**SOURCE RECORDS**
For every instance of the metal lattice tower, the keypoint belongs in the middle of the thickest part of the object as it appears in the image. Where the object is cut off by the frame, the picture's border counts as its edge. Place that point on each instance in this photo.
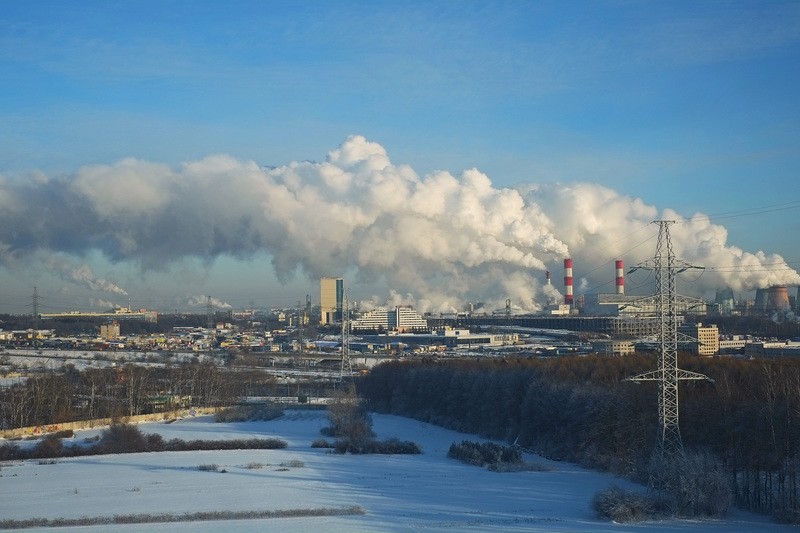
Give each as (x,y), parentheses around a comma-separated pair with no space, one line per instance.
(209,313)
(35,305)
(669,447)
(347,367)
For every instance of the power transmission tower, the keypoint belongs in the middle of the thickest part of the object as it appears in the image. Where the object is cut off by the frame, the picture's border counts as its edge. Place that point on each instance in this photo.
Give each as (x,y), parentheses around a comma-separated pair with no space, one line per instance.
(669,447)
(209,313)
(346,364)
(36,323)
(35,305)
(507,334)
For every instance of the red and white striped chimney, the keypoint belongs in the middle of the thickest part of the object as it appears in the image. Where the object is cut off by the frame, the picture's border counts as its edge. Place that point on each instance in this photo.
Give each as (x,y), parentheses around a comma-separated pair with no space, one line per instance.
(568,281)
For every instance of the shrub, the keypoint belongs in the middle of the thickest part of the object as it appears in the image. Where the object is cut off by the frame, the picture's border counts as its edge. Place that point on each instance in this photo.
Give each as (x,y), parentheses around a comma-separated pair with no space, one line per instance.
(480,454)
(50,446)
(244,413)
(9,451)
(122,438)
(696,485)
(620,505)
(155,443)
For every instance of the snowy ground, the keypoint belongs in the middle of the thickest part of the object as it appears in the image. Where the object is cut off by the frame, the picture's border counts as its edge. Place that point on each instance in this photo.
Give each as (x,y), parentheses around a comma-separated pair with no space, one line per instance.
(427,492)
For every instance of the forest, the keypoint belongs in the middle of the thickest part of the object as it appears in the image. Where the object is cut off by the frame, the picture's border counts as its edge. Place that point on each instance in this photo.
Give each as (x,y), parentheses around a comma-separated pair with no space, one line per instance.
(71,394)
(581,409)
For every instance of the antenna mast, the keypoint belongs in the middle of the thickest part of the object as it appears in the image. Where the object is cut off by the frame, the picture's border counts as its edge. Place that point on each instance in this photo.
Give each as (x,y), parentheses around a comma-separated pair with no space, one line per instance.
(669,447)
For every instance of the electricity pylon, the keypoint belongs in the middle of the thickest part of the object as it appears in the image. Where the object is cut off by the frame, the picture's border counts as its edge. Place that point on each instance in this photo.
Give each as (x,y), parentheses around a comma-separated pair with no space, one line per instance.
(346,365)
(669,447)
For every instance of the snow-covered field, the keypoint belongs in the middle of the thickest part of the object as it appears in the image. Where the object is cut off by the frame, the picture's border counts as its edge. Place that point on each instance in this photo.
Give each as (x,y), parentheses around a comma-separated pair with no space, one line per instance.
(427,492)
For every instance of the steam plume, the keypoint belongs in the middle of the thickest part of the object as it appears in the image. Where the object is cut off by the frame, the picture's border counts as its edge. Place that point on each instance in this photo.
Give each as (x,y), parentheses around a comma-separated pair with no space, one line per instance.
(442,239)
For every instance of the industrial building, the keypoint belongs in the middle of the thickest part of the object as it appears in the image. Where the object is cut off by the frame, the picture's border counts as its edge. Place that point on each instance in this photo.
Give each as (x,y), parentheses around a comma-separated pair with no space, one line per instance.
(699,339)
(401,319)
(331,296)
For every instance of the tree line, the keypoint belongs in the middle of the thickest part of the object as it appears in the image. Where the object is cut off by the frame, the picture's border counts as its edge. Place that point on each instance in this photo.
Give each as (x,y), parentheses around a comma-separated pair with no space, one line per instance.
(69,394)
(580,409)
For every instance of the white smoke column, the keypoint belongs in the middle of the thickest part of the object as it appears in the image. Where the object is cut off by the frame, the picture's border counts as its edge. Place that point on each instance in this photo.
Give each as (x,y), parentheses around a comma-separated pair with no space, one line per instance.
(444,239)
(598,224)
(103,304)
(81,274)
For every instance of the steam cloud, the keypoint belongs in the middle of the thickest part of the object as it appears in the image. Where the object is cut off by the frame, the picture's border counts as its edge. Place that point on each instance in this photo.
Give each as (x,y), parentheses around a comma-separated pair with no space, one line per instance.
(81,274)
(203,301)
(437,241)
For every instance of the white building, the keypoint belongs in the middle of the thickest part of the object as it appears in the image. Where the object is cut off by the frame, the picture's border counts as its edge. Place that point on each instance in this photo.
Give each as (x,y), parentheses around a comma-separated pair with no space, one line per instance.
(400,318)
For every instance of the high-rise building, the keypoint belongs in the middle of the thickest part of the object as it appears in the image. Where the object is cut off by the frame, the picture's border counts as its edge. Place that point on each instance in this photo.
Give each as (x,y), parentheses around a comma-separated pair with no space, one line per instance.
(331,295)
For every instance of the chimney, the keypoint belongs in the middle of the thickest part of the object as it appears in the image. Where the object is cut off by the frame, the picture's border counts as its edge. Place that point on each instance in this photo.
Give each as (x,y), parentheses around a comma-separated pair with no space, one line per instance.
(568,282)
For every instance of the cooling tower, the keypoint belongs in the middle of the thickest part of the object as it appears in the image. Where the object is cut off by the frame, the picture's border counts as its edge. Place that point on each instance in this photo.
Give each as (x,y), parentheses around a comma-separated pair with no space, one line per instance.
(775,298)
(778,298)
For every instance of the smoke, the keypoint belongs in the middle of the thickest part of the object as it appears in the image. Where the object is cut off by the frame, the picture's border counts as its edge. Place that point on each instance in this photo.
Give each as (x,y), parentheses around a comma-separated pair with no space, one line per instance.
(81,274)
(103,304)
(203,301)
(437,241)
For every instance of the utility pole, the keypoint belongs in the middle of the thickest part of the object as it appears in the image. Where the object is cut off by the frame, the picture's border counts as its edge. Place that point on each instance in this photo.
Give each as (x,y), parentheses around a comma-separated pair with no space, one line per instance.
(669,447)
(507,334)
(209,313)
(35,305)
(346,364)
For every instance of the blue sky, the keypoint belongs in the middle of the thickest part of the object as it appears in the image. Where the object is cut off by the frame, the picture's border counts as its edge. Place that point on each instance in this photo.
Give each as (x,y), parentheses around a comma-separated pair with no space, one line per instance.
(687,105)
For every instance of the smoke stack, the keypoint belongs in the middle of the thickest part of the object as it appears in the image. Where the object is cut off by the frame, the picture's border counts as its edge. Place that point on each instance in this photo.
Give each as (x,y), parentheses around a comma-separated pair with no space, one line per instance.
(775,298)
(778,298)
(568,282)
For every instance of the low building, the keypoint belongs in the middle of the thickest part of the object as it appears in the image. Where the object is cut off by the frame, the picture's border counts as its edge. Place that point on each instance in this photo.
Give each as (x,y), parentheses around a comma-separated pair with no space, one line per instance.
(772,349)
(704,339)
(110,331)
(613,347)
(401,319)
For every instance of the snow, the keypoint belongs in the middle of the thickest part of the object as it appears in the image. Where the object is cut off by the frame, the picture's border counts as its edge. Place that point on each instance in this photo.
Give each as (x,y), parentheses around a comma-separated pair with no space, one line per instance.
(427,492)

**GIVEN INSTRUCTION**
Repeat the data above word for word, starting at the line that contains "For every instance of the low" and continuing through the end of the data.

**ANSWER TO THE EXERCISE**
For every instance of the low building, the keypoint belongs in the middle of the thickest part of the object as it appears in the image. Where the object is cut off by the frame, the picture's border counts as its edge. Place that point on each instance in this photo.
Give each as (x,y), parentheses around a comma-separated pair with no space, one line per instance.
(772,349)
(704,339)
(110,331)
(613,347)
(401,319)
For every instance of the snow, the keypoint belongs in the middle of the thickest part of the object as it appears in the image. Where the object is cut off by the frame, the picture's border counts as its edge. Place that point on each instance in this photo.
Give each as (x,y), parentheses around a comma-separated pair with no space, one line per instance.
(427,492)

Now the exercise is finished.